### Source records
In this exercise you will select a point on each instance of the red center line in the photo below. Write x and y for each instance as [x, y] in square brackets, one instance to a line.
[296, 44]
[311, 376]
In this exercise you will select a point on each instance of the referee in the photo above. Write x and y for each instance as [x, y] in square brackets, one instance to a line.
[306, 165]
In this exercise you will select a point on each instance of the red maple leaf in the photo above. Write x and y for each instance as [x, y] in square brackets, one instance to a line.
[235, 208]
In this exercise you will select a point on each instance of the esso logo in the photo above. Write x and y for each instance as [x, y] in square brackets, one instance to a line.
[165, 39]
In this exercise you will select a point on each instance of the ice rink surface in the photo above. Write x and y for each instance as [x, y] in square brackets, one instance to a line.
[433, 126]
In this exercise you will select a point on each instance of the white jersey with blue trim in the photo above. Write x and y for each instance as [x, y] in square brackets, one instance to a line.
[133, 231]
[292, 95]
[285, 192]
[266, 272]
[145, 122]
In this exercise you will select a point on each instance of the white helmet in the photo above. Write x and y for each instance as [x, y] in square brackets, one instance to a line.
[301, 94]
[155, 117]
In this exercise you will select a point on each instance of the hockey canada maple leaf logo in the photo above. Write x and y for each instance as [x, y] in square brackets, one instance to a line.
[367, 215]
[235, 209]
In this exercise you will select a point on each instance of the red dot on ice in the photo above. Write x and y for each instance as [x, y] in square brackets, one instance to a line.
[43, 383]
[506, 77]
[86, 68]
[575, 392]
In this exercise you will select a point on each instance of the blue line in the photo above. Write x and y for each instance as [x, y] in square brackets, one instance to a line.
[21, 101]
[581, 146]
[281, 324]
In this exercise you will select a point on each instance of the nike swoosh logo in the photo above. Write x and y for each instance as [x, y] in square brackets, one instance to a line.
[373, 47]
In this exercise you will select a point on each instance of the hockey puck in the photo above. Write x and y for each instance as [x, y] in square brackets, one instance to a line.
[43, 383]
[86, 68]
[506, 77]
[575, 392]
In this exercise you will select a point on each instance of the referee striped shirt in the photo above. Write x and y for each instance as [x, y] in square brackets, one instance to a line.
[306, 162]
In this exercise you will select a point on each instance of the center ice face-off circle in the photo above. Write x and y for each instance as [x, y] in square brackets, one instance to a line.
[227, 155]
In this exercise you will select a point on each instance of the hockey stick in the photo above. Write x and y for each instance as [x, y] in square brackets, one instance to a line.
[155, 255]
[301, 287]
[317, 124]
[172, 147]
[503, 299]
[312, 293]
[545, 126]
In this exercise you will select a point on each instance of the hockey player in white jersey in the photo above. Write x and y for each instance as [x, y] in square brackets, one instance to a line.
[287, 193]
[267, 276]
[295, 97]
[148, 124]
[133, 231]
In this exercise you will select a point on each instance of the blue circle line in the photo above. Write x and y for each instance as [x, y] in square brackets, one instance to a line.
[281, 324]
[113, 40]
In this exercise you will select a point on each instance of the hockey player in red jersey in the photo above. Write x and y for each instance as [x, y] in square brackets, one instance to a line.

### Exercise instructions
Copy every record once more, exactly as given.

### Answer area
In this exercise you will select a point on each instance of the red center line in the photo below. Write x and y for each instance as [x, y] in square brackets, one instance to a line.
[296, 44]
[311, 376]
In this exercise you will select a point on each instance of the referee in the photo above. Write x and y for each instance as [x, y] in square brackets, one instance to a line.
[306, 165]
In this exercise you will select a point on each instance of the red maple leaf in the photo above. Write x and y for each instance as [x, y] in square brackets, one instance to a line.
[235, 208]
In this exercise you will select a point on each instance of the esso logo in the photo above. Write x and y for each instance as [x, y] in square brackets, one instance to a line.
[165, 39]
In this exercise you will select a point on each instance of the ice rink surface in the photo above. Write x and y for each instance as [x, y] in square brackets, one instance to a line.
[433, 126]
In this exercise you will select a point on each instance of the white jersey with blue trim in the photo above. Write x and y for each instance as [x, y] in square brackets, one instance to a line.
[133, 231]
[292, 95]
[285, 192]
[266, 272]
[145, 122]
In this exercise you will select a point on each instance of the white helmet in the photo above. Write x and y for each instance as [x, y] in square brackets, one instance to a line.
[301, 94]
[155, 117]
In this exercise you will select a point on each instance of the hockey canada maple leaf logo in the photo above. Write x and y for each instance as [x, y] in square brackets, one instance to a line.
[367, 215]
[235, 209]
In this exercise you will select a point on each instance of the red dot on ice in the photo above. Write x and y for each instance as [x, y] in square brackets, one instance to a line.
[43, 383]
[506, 77]
[86, 68]
[575, 392]
In this exercise you will select a point on each instance of the blue line in the photo above. Write x and y for each instance as [x, y] in square brackets, one instance to a line.
[21, 101]
[581, 146]
[281, 324]
In this exercise you will select a point on each instance of the nike swoosh logo in the photo above. Write x and y for each instance as [x, y] in square brackets, one instance to a line.
[373, 47]
In this exercise you will select a point on each instance of the hockey puck in the photo above. Write x and y for each instance as [x, y] in square brackets, one instance to a line.
[43, 383]
[86, 68]
[506, 77]
[575, 392]
In this exercise you will select a point on each instance of the referee striped shirt in the photo above. Write x and y for each instance as [x, y] in square brackets, one instance to a line.
[306, 162]
In this exercise you will select a point on each instance of the center ice face-off circle in the photo above. Write x and y for each instance as [x, y] in square brackets, one instance to a line.
[227, 155]
In this exercise you will select a point on each instance of the hockey stick in the photo above. Write x and y for each instance as [x, y] in square brackets, one instance to a line.
[155, 255]
[301, 287]
[317, 124]
[172, 147]
[503, 299]
[312, 293]
[545, 126]
In this exercise you will select a point on each instance of the hockey player in white jersey in the photo above. Write x and y for each instance as [x, y] in square brackets, one instance to a line.
[287, 193]
[267, 276]
[295, 97]
[148, 124]
[133, 231]
In this exercise you will select a point on each instance of the blue circle line in the photo above. Write x and y for each instance as [x, y] in square brackets, one instance to a line.
[281, 324]
[113, 40]
In this exercise you will select a point on each instance of the hockey player in red jersey in the photo above. Write x and y for each instance as [x, y] in square brackets, one instance to a line.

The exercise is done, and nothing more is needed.